_Goal_
Output the material beneath exactly, leaving nothing out.

===============

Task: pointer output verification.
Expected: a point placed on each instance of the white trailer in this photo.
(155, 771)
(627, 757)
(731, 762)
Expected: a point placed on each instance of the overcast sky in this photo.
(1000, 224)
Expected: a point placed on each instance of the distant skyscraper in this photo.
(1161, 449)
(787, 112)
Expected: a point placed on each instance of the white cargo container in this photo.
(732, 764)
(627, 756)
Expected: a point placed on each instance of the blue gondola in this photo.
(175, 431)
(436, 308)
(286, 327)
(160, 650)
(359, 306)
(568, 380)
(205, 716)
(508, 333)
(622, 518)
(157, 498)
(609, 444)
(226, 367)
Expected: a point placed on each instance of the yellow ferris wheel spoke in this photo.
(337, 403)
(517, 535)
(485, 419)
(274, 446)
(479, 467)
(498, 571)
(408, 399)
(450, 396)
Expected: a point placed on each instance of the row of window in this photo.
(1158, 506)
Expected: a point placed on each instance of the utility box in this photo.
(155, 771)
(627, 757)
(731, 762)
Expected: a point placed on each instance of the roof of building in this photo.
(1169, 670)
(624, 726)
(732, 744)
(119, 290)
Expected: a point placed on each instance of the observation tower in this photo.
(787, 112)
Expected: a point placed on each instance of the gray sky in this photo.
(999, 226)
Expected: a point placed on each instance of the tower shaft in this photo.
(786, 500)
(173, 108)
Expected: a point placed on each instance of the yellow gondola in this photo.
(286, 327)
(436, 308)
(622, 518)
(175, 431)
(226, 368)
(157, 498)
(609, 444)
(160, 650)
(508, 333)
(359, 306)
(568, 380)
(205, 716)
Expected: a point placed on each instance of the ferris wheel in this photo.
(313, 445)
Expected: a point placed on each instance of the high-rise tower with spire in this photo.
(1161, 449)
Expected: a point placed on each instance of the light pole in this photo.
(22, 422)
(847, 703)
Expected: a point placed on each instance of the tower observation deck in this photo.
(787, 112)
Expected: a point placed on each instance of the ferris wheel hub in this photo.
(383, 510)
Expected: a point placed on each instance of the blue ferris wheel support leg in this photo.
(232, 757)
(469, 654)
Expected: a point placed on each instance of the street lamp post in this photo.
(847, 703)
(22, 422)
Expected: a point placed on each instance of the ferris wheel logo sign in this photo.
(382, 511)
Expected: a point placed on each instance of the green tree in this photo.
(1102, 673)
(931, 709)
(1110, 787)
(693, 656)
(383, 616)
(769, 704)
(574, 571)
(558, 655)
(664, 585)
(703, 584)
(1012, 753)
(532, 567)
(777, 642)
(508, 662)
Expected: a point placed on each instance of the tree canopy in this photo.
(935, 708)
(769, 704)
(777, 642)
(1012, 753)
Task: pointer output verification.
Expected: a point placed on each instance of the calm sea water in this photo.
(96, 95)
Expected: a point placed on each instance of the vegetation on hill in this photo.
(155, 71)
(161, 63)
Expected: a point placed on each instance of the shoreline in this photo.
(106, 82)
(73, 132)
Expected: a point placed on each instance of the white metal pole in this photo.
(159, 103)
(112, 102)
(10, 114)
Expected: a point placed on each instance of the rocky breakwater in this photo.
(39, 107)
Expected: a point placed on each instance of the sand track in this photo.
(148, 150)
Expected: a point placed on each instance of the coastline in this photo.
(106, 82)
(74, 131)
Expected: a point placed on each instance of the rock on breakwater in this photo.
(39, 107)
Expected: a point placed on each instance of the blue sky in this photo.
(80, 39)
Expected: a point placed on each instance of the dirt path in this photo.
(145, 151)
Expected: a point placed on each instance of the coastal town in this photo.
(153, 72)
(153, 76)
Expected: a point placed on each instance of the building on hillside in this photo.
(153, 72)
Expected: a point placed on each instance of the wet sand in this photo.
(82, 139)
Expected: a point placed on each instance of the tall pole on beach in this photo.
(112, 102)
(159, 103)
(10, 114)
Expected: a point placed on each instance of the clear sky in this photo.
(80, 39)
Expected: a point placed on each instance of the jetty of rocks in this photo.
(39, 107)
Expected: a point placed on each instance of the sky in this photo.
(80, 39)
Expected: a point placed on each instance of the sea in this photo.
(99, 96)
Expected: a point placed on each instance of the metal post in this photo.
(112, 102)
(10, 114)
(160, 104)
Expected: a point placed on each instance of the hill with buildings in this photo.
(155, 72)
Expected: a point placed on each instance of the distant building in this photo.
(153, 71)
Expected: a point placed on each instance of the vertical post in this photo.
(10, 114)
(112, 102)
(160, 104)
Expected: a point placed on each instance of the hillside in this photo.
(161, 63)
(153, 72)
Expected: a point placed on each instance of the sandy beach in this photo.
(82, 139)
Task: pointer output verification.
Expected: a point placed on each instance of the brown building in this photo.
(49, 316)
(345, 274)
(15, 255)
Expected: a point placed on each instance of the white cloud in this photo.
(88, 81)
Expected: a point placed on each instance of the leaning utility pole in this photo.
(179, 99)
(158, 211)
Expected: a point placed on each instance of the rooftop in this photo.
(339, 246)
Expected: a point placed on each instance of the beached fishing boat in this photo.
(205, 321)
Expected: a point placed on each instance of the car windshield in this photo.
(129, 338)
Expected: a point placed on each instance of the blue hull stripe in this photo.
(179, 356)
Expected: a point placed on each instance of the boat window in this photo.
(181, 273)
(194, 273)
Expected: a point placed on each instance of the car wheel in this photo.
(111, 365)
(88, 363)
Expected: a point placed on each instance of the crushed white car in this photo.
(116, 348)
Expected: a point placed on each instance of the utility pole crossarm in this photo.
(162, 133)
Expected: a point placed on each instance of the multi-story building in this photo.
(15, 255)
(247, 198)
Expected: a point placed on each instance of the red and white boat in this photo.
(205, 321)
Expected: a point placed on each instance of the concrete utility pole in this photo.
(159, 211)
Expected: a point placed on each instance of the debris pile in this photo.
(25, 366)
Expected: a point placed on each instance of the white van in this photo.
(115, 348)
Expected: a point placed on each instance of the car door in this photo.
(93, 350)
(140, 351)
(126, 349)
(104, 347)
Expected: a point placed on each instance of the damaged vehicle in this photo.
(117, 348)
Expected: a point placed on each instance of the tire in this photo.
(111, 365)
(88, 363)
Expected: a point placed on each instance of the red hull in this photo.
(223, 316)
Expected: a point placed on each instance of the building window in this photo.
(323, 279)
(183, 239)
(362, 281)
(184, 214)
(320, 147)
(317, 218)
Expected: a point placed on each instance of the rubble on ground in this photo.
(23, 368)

===============

_Problem solution_
Task: pointer output verification.
Expected: a point placed on each instance of the white trailer in this photo.
(155, 771)
(627, 757)
(731, 762)
Expected: a point placed on each instance of the overcast sky in this photo.
(1000, 224)
Expected: a point placed on each instance of the distant skyscraper in this photo.
(1161, 449)
(787, 112)
Expected: a point placed on each instance of the white cargo container in this photo.
(732, 764)
(627, 756)
Expected: a point placed on each instance of the blue gondola in this photo.
(175, 431)
(436, 308)
(286, 327)
(160, 650)
(359, 306)
(568, 380)
(205, 716)
(508, 333)
(622, 518)
(157, 498)
(609, 444)
(226, 367)
Expected: a point placed on each instance of the yellow ferris wheel spoke in this photo.
(337, 403)
(517, 535)
(485, 419)
(274, 446)
(479, 467)
(498, 571)
(408, 399)
(450, 396)
Expected: a point placed on each instance of the row of window in this photo.
(1158, 506)
Expected: a point placed on each instance of the utility box in this photo.
(155, 771)
(627, 757)
(731, 762)
Expected: a point placed on each instance of the roof of building in this photo.
(1169, 670)
(624, 726)
(732, 744)
(119, 290)
Expected: a point placed on each instance of the observation tower in this photo.
(787, 112)
Expected: a point placed on each instance of the gray sky in this photo.
(999, 226)
Expected: a point placed on each instance of the tower shaft in this photo.
(786, 500)
(173, 108)
Expected: a point placed on each instance of the yellow gondola in this photo.
(286, 327)
(436, 308)
(622, 518)
(175, 431)
(226, 368)
(157, 498)
(609, 444)
(160, 650)
(508, 333)
(359, 306)
(568, 380)
(205, 716)
Expected: a point placed on each instance of the ferris wheel in this photo.
(313, 445)
Expected: a point placed on each instance of the high-rise tower with spire in this photo.
(1161, 449)
Expected: a point placed on each instance of the light pole in this photo.
(22, 422)
(847, 703)
Expected: a point placed on each instance of the tower observation deck in this photo.
(787, 112)
Expected: a point placed on each instance of the ferris wheel hub in this photo.
(383, 510)
Expected: a point placed on each instance of the blue ferris wheel support leg in this photo.
(232, 757)
(469, 654)
Expected: a point placed on each instance of the street lamp post in this photo.
(847, 703)
(22, 422)
Expected: a point placed on each instance of the ferris wheel logo sign in this photo.
(382, 511)
Expected: a point placed on each instance of the green tree in this photo.
(1102, 673)
(931, 709)
(1110, 787)
(693, 656)
(383, 616)
(769, 704)
(574, 571)
(558, 655)
(664, 585)
(703, 584)
(1012, 753)
(532, 567)
(777, 642)
(508, 662)
Expected: a point placed on each instance of the tree canopy in this photo.
(935, 708)
(769, 704)
(777, 642)
(1012, 753)
Task: pointer output verification.
Expected: a point placed on each instance of the calm sea water in this photo.
(96, 95)
Expected: a point placed on each instance of the vegetation on hill in this photo.
(155, 71)
(161, 63)
Expected: a point placed on each instance of the shoreline in this photo.
(106, 82)
(73, 132)
Expected: a point placed on each instance of the white metal pole in this photo.
(159, 103)
(112, 102)
(10, 114)
Expected: a point placed on each instance of the rocky breakwater in this photo.
(39, 107)
Expected: a point placed on each instance of the sand track in this photo.
(148, 150)
Expected: a point placed on each instance of the coastline in this photo.
(106, 82)
(74, 131)
Expected: a point placed on each instance of the rock on breakwater in this photo.
(39, 107)
Expected: a point placed on each instance of the blue sky in this photo.
(80, 39)
Expected: a point placed on each instance of the dirt path in this photo.
(145, 151)
Expected: a point placed on each instance of the coastal town in this photo.
(153, 72)
(153, 76)
Expected: a point placed on each instance of the building on hillside in this photo.
(153, 72)
Expected: a point placed on each instance of the wet sand in this photo.
(82, 139)
Expected: a point placed on each instance of the tall pole on beach in this photo.
(112, 102)
(159, 103)
(10, 114)
Expected: a point placed on each instance of the clear sky in this photo.
(80, 39)
Expected: a point placed on each instance of the jetty of rocks in this photo.
(39, 107)
Expected: a point placed on each instance of the sky in this photo.
(80, 39)
Expected: a point placed on each instance of the sea in this photo.
(99, 96)
Expected: a point placed on each instance of the metal post in this photo.
(112, 102)
(10, 114)
(160, 104)
Expected: a point placed on each instance of the hill with buildings in this photo.
(155, 72)
Expected: a point placed on each instance of the distant building in this photo.
(153, 71)
Expected: a point placed on each instance of the vertical post in this photo.
(10, 114)
(112, 102)
(160, 104)
Expected: a point placed on each instance of the hillside in this photo.
(161, 63)
(153, 72)
Expected: a point placed on each instance of the sandy beach in this photo.
(82, 139)
Task: pointer output verification.
Expected: a point placed on each instance of the brown building in this photo.
(49, 316)
(345, 274)
(15, 255)
Expected: a point placed on each instance of the white cloud in this photo.
(88, 81)
Expected: a point placed on each instance of the leaning utility pole in this photo.
(179, 99)
(158, 211)
Expected: a point placed on each instance of the rooftop in this photo.
(339, 246)
Expected: a point placed on each instance of the beached fishing boat in this photo.
(205, 321)
Expected: a point placed on each instance of the car windshield in this photo.
(129, 338)
Expected: a point placed on each instance of the blue hull stripe in this photo.
(179, 356)
Expected: a point placed on each instance of the boat window in this photo.
(181, 273)
(194, 273)
Expected: a point placed on each instance of the car wheel in this photo.
(111, 365)
(88, 363)
Expected: a point placed on each instance of the crushed white car in this photo.
(116, 348)
Expected: a point placed on each instance of the utility pole crossarm in this photo.
(162, 133)
Expected: a point placed on each instance of the multi-story building in this photo.
(15, 255)
(247, 198)
Expected: a point placed on each instance of the red and white boat in this photo.
(205, 321)
Expected: a point placed on each instance of the concrete utility pole in this photo.
(159, 211)
Expected: a point placed on each instance of the debris pile in this photo.
(25, 366)
Expected: a point placed on each instance of the white van in this photo.
(115, 348)
Expected: a point placed on each instance of the car door in this photo.
(93, 350)
(140, 351)
(126, 349)
(104, 347)
Expected: a point placed on each instance of the damaged vehicle in this photo.
(117, 348)
Expected: a point placed on each instance of the tire in this photo.
(111, 365)
(88, 363)
Expected: a point placed on each instance of the red hull in this photo.
(223, 316)
Expected: a point placed on each instance of the building window in this photo.
(323, 279)
(183, 239)
(362, 281)
(184, 214)
(320, 147)
(317, 218)
Expected: a point placed on each instance of the rubble on ground in this photo.
(23, 368)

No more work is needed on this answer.